• **Work to complete**:
Copy out the listing exactly.

• **Materials provided**:
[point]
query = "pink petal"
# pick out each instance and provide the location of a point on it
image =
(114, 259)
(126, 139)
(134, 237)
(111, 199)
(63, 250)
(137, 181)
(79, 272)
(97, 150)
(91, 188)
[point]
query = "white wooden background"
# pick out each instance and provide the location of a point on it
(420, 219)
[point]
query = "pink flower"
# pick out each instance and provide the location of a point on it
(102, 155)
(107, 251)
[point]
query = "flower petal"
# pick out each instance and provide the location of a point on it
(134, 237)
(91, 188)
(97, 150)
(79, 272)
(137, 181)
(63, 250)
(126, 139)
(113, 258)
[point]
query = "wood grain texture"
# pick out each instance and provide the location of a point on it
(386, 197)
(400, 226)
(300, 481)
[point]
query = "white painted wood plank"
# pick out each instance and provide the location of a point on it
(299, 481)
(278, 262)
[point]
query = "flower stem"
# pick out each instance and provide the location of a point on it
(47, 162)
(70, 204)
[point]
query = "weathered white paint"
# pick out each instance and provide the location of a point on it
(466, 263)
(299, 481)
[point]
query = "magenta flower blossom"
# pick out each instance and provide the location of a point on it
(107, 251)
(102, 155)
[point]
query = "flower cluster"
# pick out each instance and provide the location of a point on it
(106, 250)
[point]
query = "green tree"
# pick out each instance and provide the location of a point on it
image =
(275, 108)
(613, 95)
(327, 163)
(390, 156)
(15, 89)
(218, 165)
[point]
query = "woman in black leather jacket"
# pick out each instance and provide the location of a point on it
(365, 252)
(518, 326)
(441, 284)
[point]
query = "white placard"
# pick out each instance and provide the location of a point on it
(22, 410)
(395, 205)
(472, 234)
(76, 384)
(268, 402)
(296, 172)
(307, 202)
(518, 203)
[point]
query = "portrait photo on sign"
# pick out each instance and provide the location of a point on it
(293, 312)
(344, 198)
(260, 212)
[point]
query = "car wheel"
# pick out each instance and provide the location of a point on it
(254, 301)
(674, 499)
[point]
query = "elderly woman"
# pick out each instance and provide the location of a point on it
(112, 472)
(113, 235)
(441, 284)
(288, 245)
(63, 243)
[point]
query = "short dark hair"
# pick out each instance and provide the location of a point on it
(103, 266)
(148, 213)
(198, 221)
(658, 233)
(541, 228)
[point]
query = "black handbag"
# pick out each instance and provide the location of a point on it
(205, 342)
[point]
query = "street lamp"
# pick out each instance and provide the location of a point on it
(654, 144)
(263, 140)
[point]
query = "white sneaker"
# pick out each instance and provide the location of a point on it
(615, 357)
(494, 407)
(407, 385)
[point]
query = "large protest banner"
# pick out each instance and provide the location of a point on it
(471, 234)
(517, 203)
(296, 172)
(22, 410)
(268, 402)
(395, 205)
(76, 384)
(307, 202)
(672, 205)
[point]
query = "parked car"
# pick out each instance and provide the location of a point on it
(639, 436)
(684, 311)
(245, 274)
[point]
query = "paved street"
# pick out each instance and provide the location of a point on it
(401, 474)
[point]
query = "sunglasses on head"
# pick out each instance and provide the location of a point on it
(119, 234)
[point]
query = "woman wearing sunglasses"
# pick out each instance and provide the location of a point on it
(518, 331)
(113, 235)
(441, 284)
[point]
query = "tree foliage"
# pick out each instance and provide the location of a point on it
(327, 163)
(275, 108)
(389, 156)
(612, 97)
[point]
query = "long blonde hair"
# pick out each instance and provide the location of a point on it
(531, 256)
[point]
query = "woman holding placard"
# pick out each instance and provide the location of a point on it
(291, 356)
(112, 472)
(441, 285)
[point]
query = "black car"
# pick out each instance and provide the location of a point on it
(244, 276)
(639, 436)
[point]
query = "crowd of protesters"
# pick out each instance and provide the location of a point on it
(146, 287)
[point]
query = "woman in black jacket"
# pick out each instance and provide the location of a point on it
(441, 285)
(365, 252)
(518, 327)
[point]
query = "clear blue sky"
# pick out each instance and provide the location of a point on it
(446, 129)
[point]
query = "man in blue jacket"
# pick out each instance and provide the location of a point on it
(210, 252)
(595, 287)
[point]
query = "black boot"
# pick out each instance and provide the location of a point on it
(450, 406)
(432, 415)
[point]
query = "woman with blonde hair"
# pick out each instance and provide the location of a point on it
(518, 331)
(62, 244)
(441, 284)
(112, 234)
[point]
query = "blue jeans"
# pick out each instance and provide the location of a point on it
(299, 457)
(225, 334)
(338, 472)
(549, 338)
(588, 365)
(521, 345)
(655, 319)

• **Full solution**:
[point]
query = "pink petal"
# pick out each instance and provide the location of a point on it
image =
(114, 259)
(126, 139)
(134, 237)
(111, 199)
(63, 250)
(137, 181)
(79, 272)
(97, 150)
(91, 188)
[point]
query = "white wooden background"
# pick out each instance and provide the location of a point on it
(420, 219)
[point]
query = "pink flower"
# pick out each instance and provide the location of a point on it
(102, 155)
(107, 251)
[point]
query = "flower petal"
# pick out each instance and provide the location of a point on it
(134, 237)
(91, 188)
(97, 150)
(79, 272)
(137, 181)
(63, 250)
(126, 139)
(113, 258)
[point]
query = "wood grain texture"
# pick out each instance and provide the location of a point on it
(386, 197)
(400, 226)
(300, 481)
[point]
query = "white painted wood plank"
# pick out each instance and provide the location of a point on it
(299, 481)
(278, 262)
[point]
query = "flower stem"
# pick out each instance and provide the location of a point on it
(47, 162)
(70, 204)
[point]
query = "weathered white paint"
# pick out each instance and provide the location of a point on it
(466, 263)
(299, 481)
[point]
query = "magenta flower blossom"
# pick out each instance and provide the location of a point on it
(107, 251)
(102, 155)
[point]
query = "flower cluster"
# pick out each instance and provide the location of a point on it
(106, 250)
[point]
query = "green tree"
# pick out each instance and provide the location of a point on it
image =
(275, 108)
(613, 95)
(327, 163)
(390, 156)
(15, 89)
(218, 165)
[point]
query = "woman in black leather jacket"
# pick out each instance and provide the location of a point on it
(365, 252)
(518, 326)
(441, 284)
[point]
query = "white placard"
# pick out each instance and provide the location of a point on it
(22, 410)
(395, 205)
(472, 234)
(76, 384)
(268, 402)
(296, 172)
(307, 202)
(518, 203)
[point]
query = "portrait photo on sign"
# pick out each instance and provide the location of a point on it
(293, 312)
(344, 198)
(260, 212)
[point]
query = "car wheel"
# pick out each instance and provide the location of a point on it
(254, 301)
(674, 499)
[point]
query = "elderly woman"
# pick out each instance and provide the location of a point on it
(112, 472)
(113, 235)
(441, 284)
(288, 245)
(63, 243)
[point]
query = "short dark hair"
# pick out each instance and provide the location of a point on it
(103, 266)
(148, 213)
(198, 221)
(658, 233)
(541, 228)
[point]
query = "black handbag"
# pick out each instance and provide the location of a point on it
(205, 342)
[point]
query = "street lamp"
# pick out each instance and provide the location of a point on it
(654, 144)
(263, 140)
[point]
query = "white sneaker"
# pick out each instance and provide the location of a point on it
(615, 357)
(494, 407)
(407, 385)
[point]
query = "large protest banner"
# pick out each instance and provide the location of a point on it
(471, 234)
(517, 203)
(296, 172)
(22, 410)
(268, 402)
(395, 205)
(76, 384)
(307, 202)
(672, 205)
[point]
query = "parked car"
# pick out each instance and provide the location of a point on it
(639, 436)
(684, 311)
(245, 274)
[point]
query = "paved street"
# pick out each instance and provide the location of a point on it
(401, 474)
[point]
query = "sunglasses on head"
# pick out each instance and provide the location of a point on it
(119, 234)
[point]
query = "woman wearing sunglasses"
# pick out each instance and provide the location of a point on it
(518, 331)
(113, 235)
(441, 284)
[point]
query = "tree foliage"
# pick out each instance and provide the location of a point on it
(327, 163)
(275, 108)
(389, 156)
(612, 97)
[point]
query = "long blonde hair"
# pick out each instance and provide the location of a point on it
(531, 256)
[point]
query = "woman holding placard"
# pick out each instance and provide the location of a point on it
(291, 356)
(112, 472)
(441, 285)
[point]
query = "black car"
# pick out each instance and provide the location of a point on it
(244, 276)
(639, 436)
[point]
query = "crowd of protesters"
# pick out each instance and provide the location of a point on it
(146, 287)
[point]
query = "woman in black jacket"
# pick out each instance and provide the location of a point on it
(441, 285)
(365, 252)
(518, 327)
[point]
query = "clear blue sky"
# pick out each instance and provide the location of a point on it
(446, 129)
[point]
query = "man in blue jacket"
# pick out each instance and provide the location of a point on it
(210, 252)
(595, 287)
[point]
query = "black boot"
# pick out each instance and provide the location of a point on it
(450, 406)
(432, 415)
[point]
query = "woman with blonde hair"
# pick out each instance and provide the location of a point on it
(518, 331)
(62, 244)
(441, 284)
(112, 234)
[point]
query = "blue jeans"
# pick out each instance and provide the location of a point on it
(299, 457)
(225, 334)
(338, 472)
(549, 338)
(588, 365)
(521, 345)
(655, 319)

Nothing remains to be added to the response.